| Input material |
-------

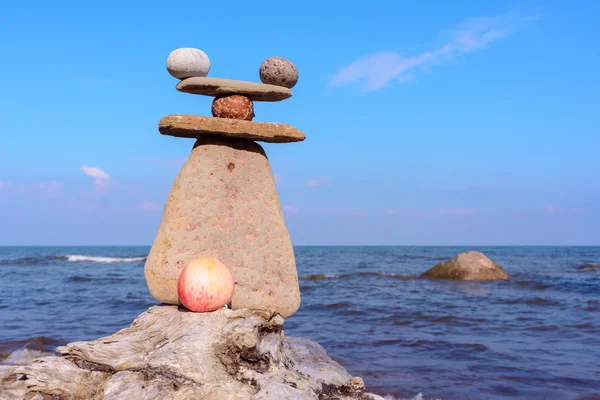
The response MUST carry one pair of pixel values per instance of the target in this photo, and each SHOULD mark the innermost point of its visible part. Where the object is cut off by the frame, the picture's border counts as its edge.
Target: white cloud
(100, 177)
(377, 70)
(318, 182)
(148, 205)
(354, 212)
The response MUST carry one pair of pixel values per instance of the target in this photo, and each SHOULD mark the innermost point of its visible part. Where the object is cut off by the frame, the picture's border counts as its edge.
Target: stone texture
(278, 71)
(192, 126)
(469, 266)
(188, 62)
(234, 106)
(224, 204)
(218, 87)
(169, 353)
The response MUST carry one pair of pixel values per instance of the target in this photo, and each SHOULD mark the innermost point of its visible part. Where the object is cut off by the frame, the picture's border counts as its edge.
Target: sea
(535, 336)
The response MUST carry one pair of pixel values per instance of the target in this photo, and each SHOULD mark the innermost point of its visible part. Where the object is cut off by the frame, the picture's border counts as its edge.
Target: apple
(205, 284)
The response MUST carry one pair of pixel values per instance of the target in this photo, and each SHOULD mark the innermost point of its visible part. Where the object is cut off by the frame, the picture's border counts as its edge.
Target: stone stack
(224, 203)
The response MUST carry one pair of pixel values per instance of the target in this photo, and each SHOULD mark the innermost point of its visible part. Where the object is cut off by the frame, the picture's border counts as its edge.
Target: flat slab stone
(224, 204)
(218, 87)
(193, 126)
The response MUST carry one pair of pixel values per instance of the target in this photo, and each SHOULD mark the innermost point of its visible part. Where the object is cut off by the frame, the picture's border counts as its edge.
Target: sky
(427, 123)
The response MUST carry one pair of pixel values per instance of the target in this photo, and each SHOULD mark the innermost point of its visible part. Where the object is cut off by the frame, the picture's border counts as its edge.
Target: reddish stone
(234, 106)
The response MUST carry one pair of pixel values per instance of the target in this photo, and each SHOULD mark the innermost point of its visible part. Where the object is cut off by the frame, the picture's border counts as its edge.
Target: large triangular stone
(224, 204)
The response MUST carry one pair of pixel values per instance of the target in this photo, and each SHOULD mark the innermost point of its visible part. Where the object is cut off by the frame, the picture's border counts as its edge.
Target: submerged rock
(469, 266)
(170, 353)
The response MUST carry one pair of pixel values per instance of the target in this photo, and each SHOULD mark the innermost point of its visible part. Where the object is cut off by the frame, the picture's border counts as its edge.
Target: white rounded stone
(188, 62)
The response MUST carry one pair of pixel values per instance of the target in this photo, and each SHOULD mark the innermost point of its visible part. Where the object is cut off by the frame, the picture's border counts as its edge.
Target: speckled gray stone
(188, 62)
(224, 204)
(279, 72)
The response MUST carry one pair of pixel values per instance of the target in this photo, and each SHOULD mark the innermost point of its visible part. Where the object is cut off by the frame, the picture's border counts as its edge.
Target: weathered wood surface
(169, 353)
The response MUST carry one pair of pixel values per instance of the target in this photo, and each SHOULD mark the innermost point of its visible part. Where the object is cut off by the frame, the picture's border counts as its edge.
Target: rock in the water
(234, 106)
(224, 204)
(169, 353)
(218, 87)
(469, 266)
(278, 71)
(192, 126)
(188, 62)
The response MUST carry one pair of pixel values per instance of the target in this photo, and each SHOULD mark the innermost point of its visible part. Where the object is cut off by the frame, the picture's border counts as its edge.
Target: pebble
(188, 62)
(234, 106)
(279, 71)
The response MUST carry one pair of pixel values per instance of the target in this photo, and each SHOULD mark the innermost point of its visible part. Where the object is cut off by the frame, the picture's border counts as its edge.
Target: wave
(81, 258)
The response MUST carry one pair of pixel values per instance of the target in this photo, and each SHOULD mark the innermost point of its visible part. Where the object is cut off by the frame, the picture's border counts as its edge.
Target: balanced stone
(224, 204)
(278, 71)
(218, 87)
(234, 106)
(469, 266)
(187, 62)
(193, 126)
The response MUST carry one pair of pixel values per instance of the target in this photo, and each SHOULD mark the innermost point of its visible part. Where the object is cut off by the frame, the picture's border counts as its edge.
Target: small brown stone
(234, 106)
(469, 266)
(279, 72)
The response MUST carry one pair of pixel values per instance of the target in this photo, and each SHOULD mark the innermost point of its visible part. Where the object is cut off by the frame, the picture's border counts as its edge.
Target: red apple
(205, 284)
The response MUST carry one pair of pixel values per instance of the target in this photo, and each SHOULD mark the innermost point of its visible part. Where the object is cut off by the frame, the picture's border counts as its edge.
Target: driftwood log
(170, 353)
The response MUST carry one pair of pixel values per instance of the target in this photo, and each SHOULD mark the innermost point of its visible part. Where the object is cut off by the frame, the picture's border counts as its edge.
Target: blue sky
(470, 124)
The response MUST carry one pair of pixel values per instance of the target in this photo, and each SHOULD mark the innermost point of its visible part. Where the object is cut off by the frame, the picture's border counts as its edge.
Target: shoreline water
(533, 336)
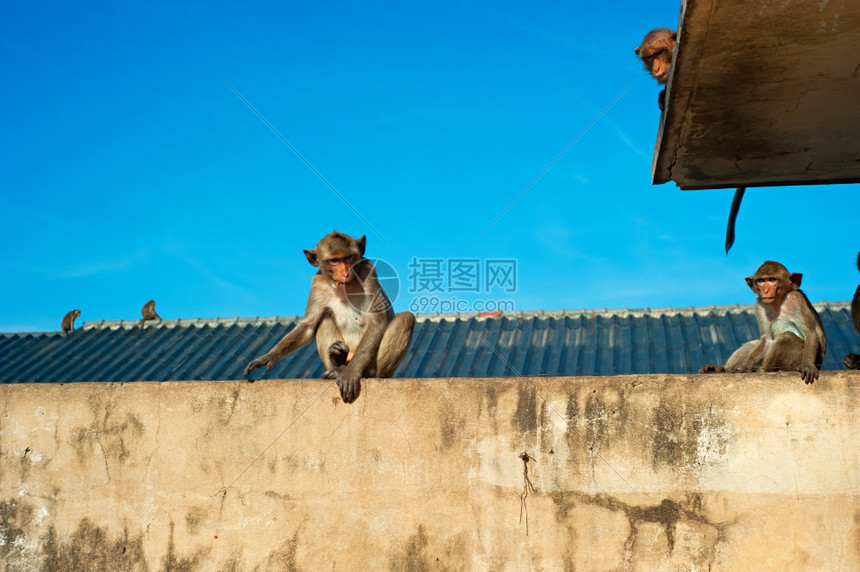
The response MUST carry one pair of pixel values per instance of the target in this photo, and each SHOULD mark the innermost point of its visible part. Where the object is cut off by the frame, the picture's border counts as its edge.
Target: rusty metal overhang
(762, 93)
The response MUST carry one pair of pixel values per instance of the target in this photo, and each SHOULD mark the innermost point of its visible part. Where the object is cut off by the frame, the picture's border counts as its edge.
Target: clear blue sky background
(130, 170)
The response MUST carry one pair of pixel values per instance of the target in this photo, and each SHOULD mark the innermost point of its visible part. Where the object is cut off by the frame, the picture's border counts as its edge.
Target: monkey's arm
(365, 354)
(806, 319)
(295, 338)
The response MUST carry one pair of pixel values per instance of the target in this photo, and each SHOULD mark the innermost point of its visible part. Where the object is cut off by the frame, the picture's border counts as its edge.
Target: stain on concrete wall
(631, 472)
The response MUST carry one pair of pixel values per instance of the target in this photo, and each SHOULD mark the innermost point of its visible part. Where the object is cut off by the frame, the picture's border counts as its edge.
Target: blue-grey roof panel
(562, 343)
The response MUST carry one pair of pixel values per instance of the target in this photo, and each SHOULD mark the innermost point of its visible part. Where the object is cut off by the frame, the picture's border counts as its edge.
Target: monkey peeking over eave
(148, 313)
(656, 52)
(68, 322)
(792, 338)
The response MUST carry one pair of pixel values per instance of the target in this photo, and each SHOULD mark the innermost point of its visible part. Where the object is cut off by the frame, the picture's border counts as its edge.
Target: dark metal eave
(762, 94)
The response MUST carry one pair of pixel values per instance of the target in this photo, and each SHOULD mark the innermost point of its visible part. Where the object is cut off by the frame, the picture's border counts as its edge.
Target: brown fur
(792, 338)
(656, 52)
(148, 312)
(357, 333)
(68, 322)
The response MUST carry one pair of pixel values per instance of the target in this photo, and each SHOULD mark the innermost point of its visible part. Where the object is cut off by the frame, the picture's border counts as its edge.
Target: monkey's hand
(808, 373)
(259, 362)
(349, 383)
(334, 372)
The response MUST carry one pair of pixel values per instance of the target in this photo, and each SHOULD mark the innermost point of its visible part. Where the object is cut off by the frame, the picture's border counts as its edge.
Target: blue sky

-------

| The task |
Your response must restate every record above exactly, with each picture omitted.

| Result for this exercise |
The response MUST carry one pair of pixel values per instance of the target in this photo, and each SHOULD mark the innermost point of its visible part. Where the object is cut off by the frame, the picture's border counts as its edge.
Target: white cloud
(100, 177)
(377, 70)
(318, 182)
(148, 205)
(354, 212)
The response MUST carry one pair of pixel values per instance of the target in this photo, and each SHOULD mark the innermost point of its visible part. Where the object is cut off by the frame, the picture's border counts as its edge.
Target: stone texture
(278, 71)
(192, 126)
(469, 266)
(188, 62)
(234, 106)
(224, 204)
(218, 87)
(169, 353)
The response MUST carry one pair of pixel values per instance of the target in this photo, and each SHOULD mark the innermost point of its visible part. Where the object is cut off by the frame, the picture's border counts as its edge.
Target: sea
(535, 336)
The response MUST carry one pair of pixel values per instance of the target in this photo, and each SHOULD mark the innermost point of its visible part. Where the object is cut off by the frame, the picture's border counts as its edge.
Target: apple
(205, 284)
The response MUST carry one pair of pixel values per instance of the target in this photo, and each SHOULD mark the innermost point of its visible part. Where the object is cut off by the frame, the picture's border counts as its edge.
Target: stone stack
(224, 203)
The response MUST carry one pair of pixel values per instance of the target in this photo, and each SHOULD mark the innermost point of its visible part. Where the object is cut off by the frame, the picture's border counts as its edge.
Target: flat slab stone
(224, 204)
(218, 87)
(193, 126)
The response MUST carry one pair of pixel values per instance of the target in this photo, and each SHOULD mark the innermost point of its visible part. Where the object is cut off by the frame, the picture's border counts as its edge.
Target: sky
(427, 123)
The response MUST carry one pair of pixel values per instance of the target in this photo, and each SHOULD mark the innermost point of its visible part. Where the object is cut off by the frame, the picture's border counts as its edge.
Target: reddish stone
(234, 106)
The response MUST carry one pair of pixel values per instance of the target in this photo, and each SHOULD mark the innermost point of its visible part. Where the object is cut off by the frame, the picture's border counts as its edge.
Target: large triangular stone
(224, 204)
The response MUST carry one pair of pixel values per instance of the target in this photo, and each SHOULD mark the innermost point of its visible part. Where the object is cut off by the frame, the picture's border counts as its edge.
Target: submerged rock
(469, 266)
(170, 353)
The response MUST carry one pair of pixel values per instance of the target in this photo, and each SHOULD mark the innermost point of its visible part. Where the object is cut off by the frame, the picture's border counts as its edge.
Target: white rounded stone
(188, 62)
The response MUST carry one pair of pixel values per instance of the target in this photo, and each SHOULD mark the innermost point of its visible part. Where the object is cut off by the frame, the picture's border counts as its edge.
Target: speckled gray stone
(188, 62)
(224, 204)
(279, 72)
The response MUST carry one pair of pixel values per instance of the target in this photo, and each SHOULD mark the innermost point of its visible part. Where the object is cut off by the frame, the picture's border counts as its edge.
Target: weathered wood surface
(169, 353)
The response MUST carry one pair of pixel values per instance of the target in this photo, and each SHOULD mark the innermost point of its visible part. Where the object is cut off by the frame, the picture's border counts as its edge.
Target: rock in the water
(234, 106)
(224, 204)
(169, 353)
(218, 87)
(469, 266)
(278, 71)
(192, 126)
(188, 62)
The response MUST carry one pair of pixel values per instance of the target in this photo, and each SHOULD mark the innermost point of its visible part. Where the object is cut off by the frame, the picture's border counts as its edge.
Target: pebble
(188, 62)
(234, 106)
(279, 71)
The response MUST carry one pair of pixel values per instance of the target in this photo, and each SHOULD mark the innermost point of its visible part. Where the object is cut off by the frame, the picture's border counts as its edge.
Target: wave
(81, 258)
The response MUST carry one pair of pixel values per instance of the target in this photo, and each SHOULD mark the innermost point of its visible part. Where the object is cut off by the frame, the picture's border counts as its edge.
Target: balanced stone
(224, 204)
(278, 71)
(218, 87)
(234, 106)
(469, 266)
(187, 62)
(193, 126)
The response MUST carry one pair of pixel values per instance of the target in this photo, and each SHOULD mark the innermost point of its visible part. Where the object is cut off by the frame, the picture's border counts as its edge.
Target: small brown stone
(234, 106)
(469, 266)
(279, 72)
The response MUST carry one pair of pixel values per instance of the target in this photo, and each SHOULD mark the innermost point of its visible part. Where the object is cut off by the frame, the picture's border counts as its edge.
Target: red apple
(205, 284)
The response MUST carry one pair of pixel values per instance of the target in this photo, and each SHOULD mark the innermost point of its visible part. Where the object is cut off by the frame, the picture's border counts as its edge.
Target: driftwood log
(170, 353)
The response MUST carry one pair of pixel values per instance of the target in this photo, and each SHOULD mark the innermost point of its visible part. Where the object is cut off by the frame, the picture's border counts as its edge.
Target: blue sky
(470, 124)
The response MUST carry one pair of pixel values per instance of the target in this photo, and each SHOULD mark the innermost point of its visible part. Where the object is cut off by the frame, the picture's border counts as its edge.
Target: shoreline water
(533, 336)
The response MUST carry one pair of pixel values per instance of the target in this photo, and each SHOULD mark the innermost point of its visible part. Where the object is cut off by the frame, the picture's border counts as its edge.
Target: rusty metal overhang
(762, 93)
The response MUST carry one pair of pixel values per instance of the target in this photo, and each SHOULD mark the innermost point of its visible part. Where the object is cut off by the frame, the picture's border counts as its edge.
Target: clear blue sky background
(130, 170)
The response MUST carry one pair of pixel values per instance of the target in this photo, and each SHOULD mark the innermost point of its visible part. Where the object is cut off by the frame, the picture's border counts as its edge.
Target: monkey's arm
(365, 354)
(806, 319)
(295, 338)
The response MUST carry one pair of pixel values per instance of the target in this photo, and each SHOULD mark the innermost point of its visible part. Where the object is cut off by the frame, the picture's border counts as its edge.
Target: stain on concrete wall
(631, 472)
The response MUST carry one pair of pixel values per instance of the target in this photo, and each SHOULD mark the innermost point of its visible part. Where the object is cut off by the frame, the picture's border counts as its edge.
Target: blue-grey roof panel
(562, 343)
The response MUST carry one pair of pixel values per instance of the target in this photo, and each SHOULD mark the innermost point of its visible part. Where the object is cut off by the frame, the picture's border counts as its edge.
Target: monkey peeking over eave
(148, 313)
(656, 52)
(68, 322)
(792, 338)
The response MUST carry one pair of pixel values per instance of the target in this photo, and each SHOULD mark the innermost point of its visible part. Where the object is cut off by the frame, the picture's border counts as its edge.
Target: dark metal eave
(762, 94)
The response MUST carry one pair of pixel values per instance of the target in this photo, and each SHOULD mark the innermost point of its visible part. Where the object is cut off by the frame, the picture's border counts as its edge.
Target: brown fur
(792, 338)
(656, 52)
(148, 312)
(357, 333)
(68, 322)
The response MUST carry one pair of pixel values per instance of the target in this photo, and each SHOULD mark the innermost point of its visible part. Where the object is cut off by the frame, the picture's border counts as its edge.
Target: monkey's hand
(808, 373)
(259, 362)
(349, 383)
(334, 372)
The response MUST carry one pair of pixel values per instance of the target in this photo, and each SHOULD mark the innermost point of its visible part. Where the object is cut off by the frame, the picture's border counts as its edge.
Target: blue sky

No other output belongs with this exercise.